Challenge
Could you repeat the records below exactly, leaving out any pictures?

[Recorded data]
☆ ☆ ☆

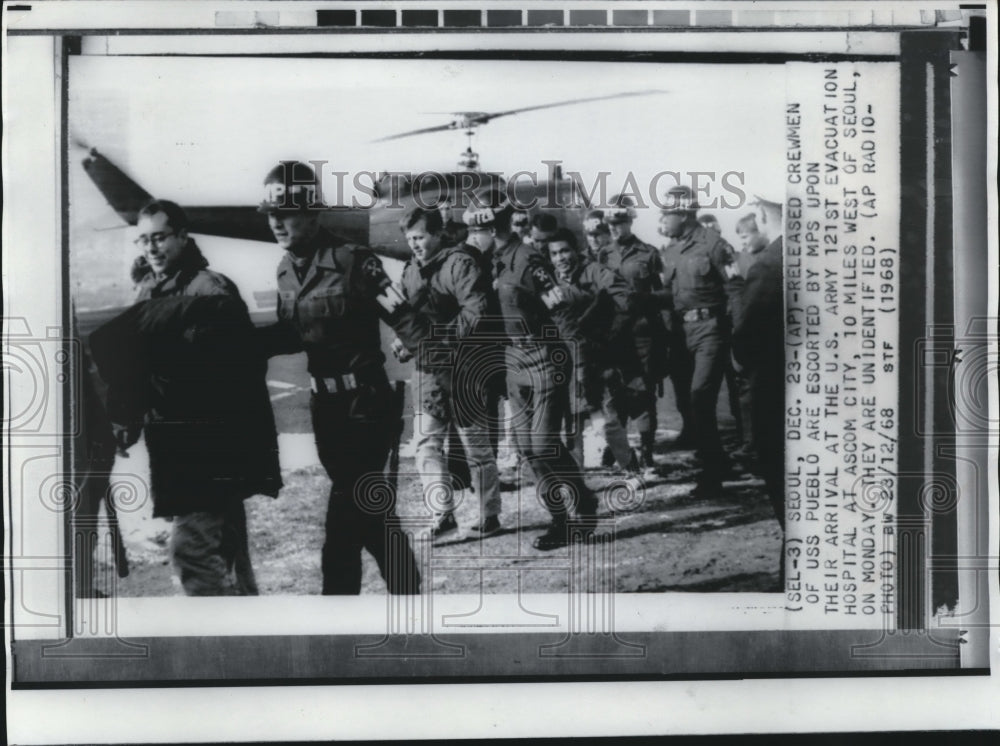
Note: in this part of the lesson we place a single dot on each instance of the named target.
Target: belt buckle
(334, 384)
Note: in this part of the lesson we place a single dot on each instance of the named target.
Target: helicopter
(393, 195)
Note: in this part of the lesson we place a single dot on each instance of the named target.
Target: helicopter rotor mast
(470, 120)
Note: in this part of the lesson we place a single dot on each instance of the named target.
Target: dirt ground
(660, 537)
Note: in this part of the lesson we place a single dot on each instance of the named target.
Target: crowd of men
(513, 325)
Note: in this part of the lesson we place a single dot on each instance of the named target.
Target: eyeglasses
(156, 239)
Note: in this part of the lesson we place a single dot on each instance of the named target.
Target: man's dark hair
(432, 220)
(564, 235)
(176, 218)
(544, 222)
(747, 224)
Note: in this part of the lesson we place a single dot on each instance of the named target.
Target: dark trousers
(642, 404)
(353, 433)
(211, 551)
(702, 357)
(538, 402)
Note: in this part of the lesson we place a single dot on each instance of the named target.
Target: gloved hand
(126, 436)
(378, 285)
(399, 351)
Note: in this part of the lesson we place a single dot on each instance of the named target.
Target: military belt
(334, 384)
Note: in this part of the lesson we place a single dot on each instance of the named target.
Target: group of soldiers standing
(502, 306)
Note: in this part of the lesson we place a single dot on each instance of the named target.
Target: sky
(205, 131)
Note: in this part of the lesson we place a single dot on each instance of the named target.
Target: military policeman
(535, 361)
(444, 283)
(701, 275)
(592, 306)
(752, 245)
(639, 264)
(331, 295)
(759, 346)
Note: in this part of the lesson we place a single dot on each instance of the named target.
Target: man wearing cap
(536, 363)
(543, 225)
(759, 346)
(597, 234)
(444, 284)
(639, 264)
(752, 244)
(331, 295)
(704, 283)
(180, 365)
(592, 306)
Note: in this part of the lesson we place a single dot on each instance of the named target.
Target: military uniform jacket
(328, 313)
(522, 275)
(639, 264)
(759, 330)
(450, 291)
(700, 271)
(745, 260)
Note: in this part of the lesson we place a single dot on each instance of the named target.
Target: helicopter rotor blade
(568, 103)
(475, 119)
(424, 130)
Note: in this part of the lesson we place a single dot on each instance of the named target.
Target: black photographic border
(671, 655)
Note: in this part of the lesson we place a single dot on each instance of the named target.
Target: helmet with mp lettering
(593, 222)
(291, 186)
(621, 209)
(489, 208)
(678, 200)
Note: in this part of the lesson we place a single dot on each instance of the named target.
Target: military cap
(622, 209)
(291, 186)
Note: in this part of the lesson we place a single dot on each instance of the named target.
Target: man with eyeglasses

☆ ☆ ☆

Response to this task
Note: in this part of the lesson we place a single dot on each instance of the named target.
Target: belt buckle
(334, 384)
Note: in this part of the lesson we place a single dot on each instance of the named target.
Target: helicopter
(393, 195)
Note: in this part of the lesson we place a single dot on each instance of the named target.
Target: helicopter rotor mast
(470, 120)
Note: in this part of the lesson we place a single dot on each instance of the named target.
Target: dirt ground
(660, 537)
Note: in this part of the lesson we place a single dot on each instance of the named target.
Target: crowd of men
(513, 325)
Note: in this part of the lesson we place a single dot on each instance of the named target.
Target: eyeglasses
(156, 239)
Note: in this part of the lesson we place a single dot on each instance of the named target.
Target: man's dark hair
(432, 220)
(564, 235)
(176, 218)
(544, 222)
(747, 224)
Note: in this part of the lesson we place a single dot on each instance of the named target.
Target: dark trousers
(642, 404)
(353, 433)
(211, 551)
(702, 357)
(538, 402)
Note: in this part of the lesson we place a single dot on each instance of the named target.
Target: gloved hand
(126, 436)
(378, 285)
(399, 351)
Note: in this part of the lesson we place a single dot on each instance of the named target.
Target: military belt
(334, 384)
Note: in this part of the lesson we place a single dot on each instance of the named target.
Target: group of soldiers standing
(502, 306)
Note: in this part of the lesson we place a single dot on each instance of the named target.
Target: sky
(205, 131)
Note: in this part of the lesson we place a single dot on each instance of the named target.
Target: military policeman
(535, 361)
(444, 283)
(701, 275)
(592, 306)
(752, 245)
(639, 264)
(331, 295)
(759, 346)
Note: in this part of the lesson we place a single dot on each instance of the named target.
Target: man wearing cap
(536, 363)
(543, 225)
(759, 346)
(597, 234)
(444, 284)
(639, 264)
(752, 244)
(331, 295)
(704, 283)
(180, 365)
(592, 306)
Note: in this part of the lesson we place a single dot on each instance of the named target.
Target: military uniform jacket
(328, 313)
(522, 275)
(639, 264)
(759, 330)
(450, 291)
(700, 271)
(745, 260)
Note: in this part of the lesson we place a single dot on each instance of the named target.
Target: helicopter rotor blade
(568, 103)
(475, 119)
(424, 130)
Note: in this part of the lesson we place a single dot on each instance of the named target.
Target: black photographic border
(671, 655)
Note: in this part of the lesson we place a single dot on each instance of the named target.
Target: helmet with mp lettering
(593, 222)
(291, 186)
(621, 209)
(489, 208)
(678, 200)
Note: in this part of the lesson we place a single dot on each instance of the named target.
Target: military cap
(622, 209)
(291, 186)
Note: in this part of the lesson we place a single dot on each instance of the named target.
Target: man with eyeglasses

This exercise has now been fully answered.